Journaling is simply the act of thinking about your life and writing it down. That’s it, nothing more is needed. Despite its simplicity, the daily journal has played a key role in the careers of many prolific people.
As you might expect, journaling is a favorite habit of many writers; from Mark Twain to Virginia Woolf. A journal was rarely far from any of these artists. Susan Sontag once claimed that her journal was where she “created herself.” Journaling has been utilized by scores of brilliant thinkers and inventors – Charles Darwin, Marie Curie, Leonardo da Vinci, Thomas Edison and Albert Einstein. Throughout history, leaders and politicians such as George Washington and Winston Churchill have kept journals in one form or another. In the sporting world, athletes like Katie Ledecky, winner of multiple gold medals, and Eliud Kipchoge, the world record holder in the marathon, rely on journals to reflect on their daily workouts and improve their training.
Here are some of the benefits among many:
Journaling sharpens your memory
Journaling can often provide the ‘who, what, when, and why’ that your memory can often blur in time. Just think how nice it would be to flip back and see those exact details written down for you. It can also offer you the frank and unvarnished portrait of yourself at that point in time. What were your thoughts at 26? 50? It has the capability to bring you right back.
+===+
STATED PROBLEM A
Please list every thinker and inventor the journaling passage names as having kept a journal.
STATED PROBLEM B
According to the journaling passage, what did Susan Sontag say her journal was?
STATED PROBLEM C
Carry the journaling passage forward from its last sentence.

INFORMATION PROVIDED
+===+
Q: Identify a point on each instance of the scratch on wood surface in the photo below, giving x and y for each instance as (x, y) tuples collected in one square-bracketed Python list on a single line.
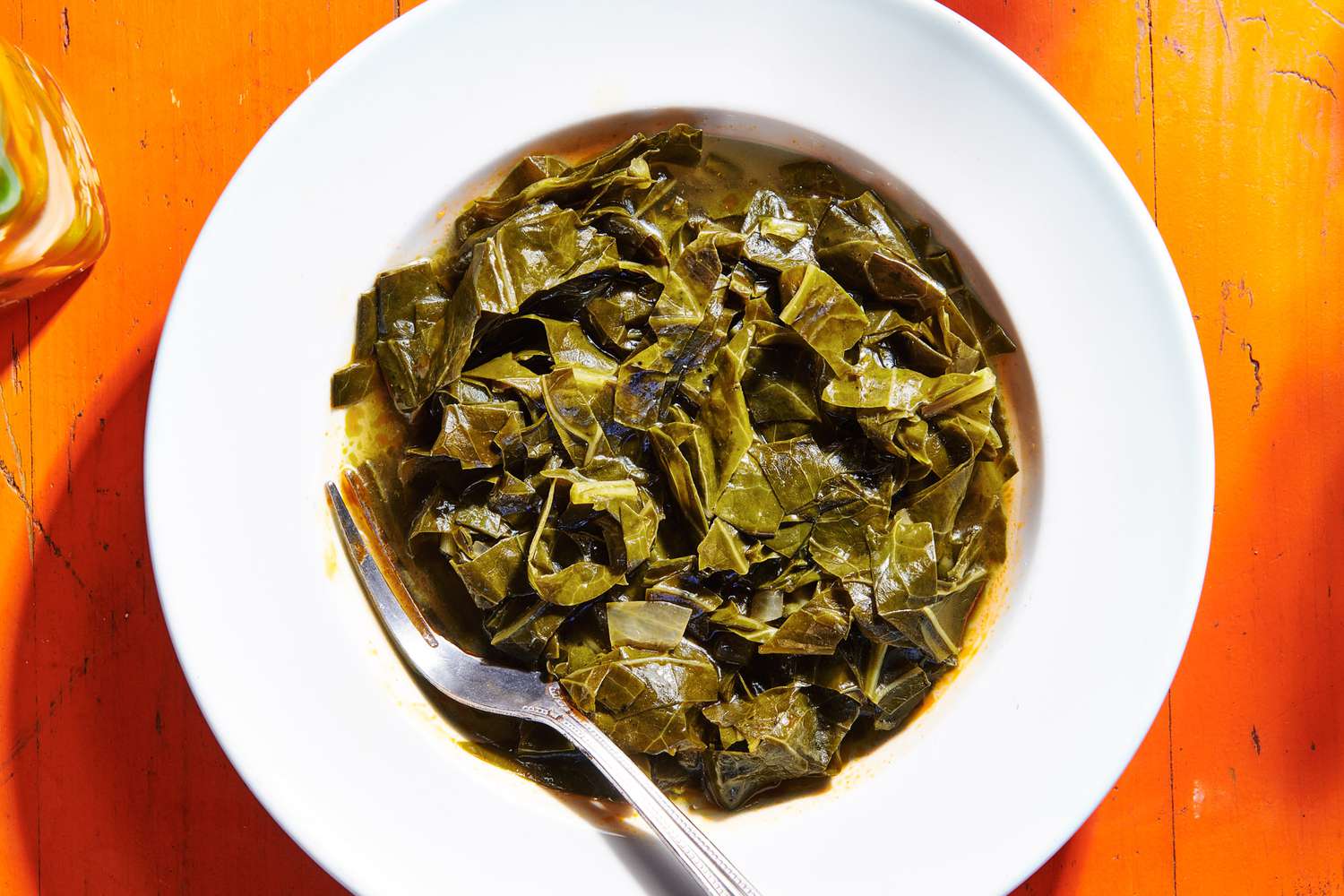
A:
+===+
RESULT A
Charles Darwin, Marie Curie, Leonardo da Vinci, Thomas Edison, Albert Einstein

RESULT B
She said it was where she "created herself."

RESULT C
Journaling can motivate you to make the most of each day
Knowing that a feeling or event is being recorded should encourage you to want to make each day something to write about before the sunrise or after the sun goes down…
Journaling provides proof of your progress
With writing thoughts down each day and recording the great things that happen in your life, you have something to reflect on when you are feeling down. When you are having a difficult day, it can be easy to forget how far you’ve come. A journal is a great way of getting perspective so you can then look back and reflect on all the growth you’ve done over the months and years.
There is no one right way to journal but one of the biggest challenges of journaling is doing it as a consecutive habit. Consider starting small, even if it is just writing one sentence each day. One word of gratitude that day, one word to express your feelings, something, anything!
Below are some journaling prompts to get you started today, so grab a pen and a piece of paper and try writing something down.
- What happened today?
- What am I grateful for today?
- What is my most important task today?
- How do I feel today?
Your journal can be for you and you alone and keeping this in mind can make you feel impossibly free to pour your authentic self onto the page. Give a try! All you have to lose is a few minutes of your time, and you already know all you could gain.
A weekly feature for Lumby, Cherryville, and area seniors. For more information about any of the following please contact Colleen or Jenny at (250) 547-8866 Whitevalley Community Resource Centre Office (250) 547-8866, Saddle Mountain Drop In (778) 930-0509. Funding support provided by Interior Health, the Province of British Columbia (Community Gaming), United Way Southern Interior and United Way Lower Mainland.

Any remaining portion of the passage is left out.